Format the lines of the items from the one containing "find grass verge" through the last line of the items as a JSON list of strings, with one string per line and blank lines omitted.

## BEGIN Dataset content

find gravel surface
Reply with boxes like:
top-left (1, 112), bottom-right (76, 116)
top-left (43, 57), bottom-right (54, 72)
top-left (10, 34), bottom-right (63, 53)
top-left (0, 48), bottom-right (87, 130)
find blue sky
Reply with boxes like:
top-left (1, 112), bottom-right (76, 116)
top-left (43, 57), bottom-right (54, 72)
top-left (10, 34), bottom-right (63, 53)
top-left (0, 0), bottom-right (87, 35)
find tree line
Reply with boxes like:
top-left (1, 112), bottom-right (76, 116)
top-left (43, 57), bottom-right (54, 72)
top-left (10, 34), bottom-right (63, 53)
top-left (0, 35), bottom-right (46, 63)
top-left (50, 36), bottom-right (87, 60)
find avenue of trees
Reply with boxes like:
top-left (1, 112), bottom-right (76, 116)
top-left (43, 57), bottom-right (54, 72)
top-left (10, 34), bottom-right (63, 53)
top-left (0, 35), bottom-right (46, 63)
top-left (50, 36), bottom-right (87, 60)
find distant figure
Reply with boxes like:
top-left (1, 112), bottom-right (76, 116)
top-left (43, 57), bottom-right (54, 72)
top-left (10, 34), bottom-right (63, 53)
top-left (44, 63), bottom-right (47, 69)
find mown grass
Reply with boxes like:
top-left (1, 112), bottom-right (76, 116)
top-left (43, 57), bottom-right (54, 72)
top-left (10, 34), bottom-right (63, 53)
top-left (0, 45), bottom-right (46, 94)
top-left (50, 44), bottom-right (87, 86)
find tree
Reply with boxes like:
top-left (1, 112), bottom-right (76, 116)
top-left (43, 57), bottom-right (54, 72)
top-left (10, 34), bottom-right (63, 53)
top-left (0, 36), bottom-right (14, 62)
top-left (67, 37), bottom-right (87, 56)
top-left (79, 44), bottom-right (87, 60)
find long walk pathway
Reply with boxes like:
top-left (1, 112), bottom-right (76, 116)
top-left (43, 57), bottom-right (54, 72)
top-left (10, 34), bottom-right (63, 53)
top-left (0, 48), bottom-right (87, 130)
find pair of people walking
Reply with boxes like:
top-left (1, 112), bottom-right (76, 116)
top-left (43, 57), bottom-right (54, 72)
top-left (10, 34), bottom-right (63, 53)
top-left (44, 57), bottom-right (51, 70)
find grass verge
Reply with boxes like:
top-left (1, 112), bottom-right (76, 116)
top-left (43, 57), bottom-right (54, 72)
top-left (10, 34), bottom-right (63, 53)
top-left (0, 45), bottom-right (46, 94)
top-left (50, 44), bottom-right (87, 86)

## END Dataset content

## Task result
[
  "find grass verge",
  "Reply with boxes like:",
  "top-left (1, 112), bottom-right (76, 116)",
  "top-left (43, 57), bottom-right (54, 72)",
  "top-left (10, 34), bottom-right (63, 53)",
  "top-left (0, 45), bottom-right (46, 94)",
  "top-left (50, 44), bottom-right (87, 86)"
]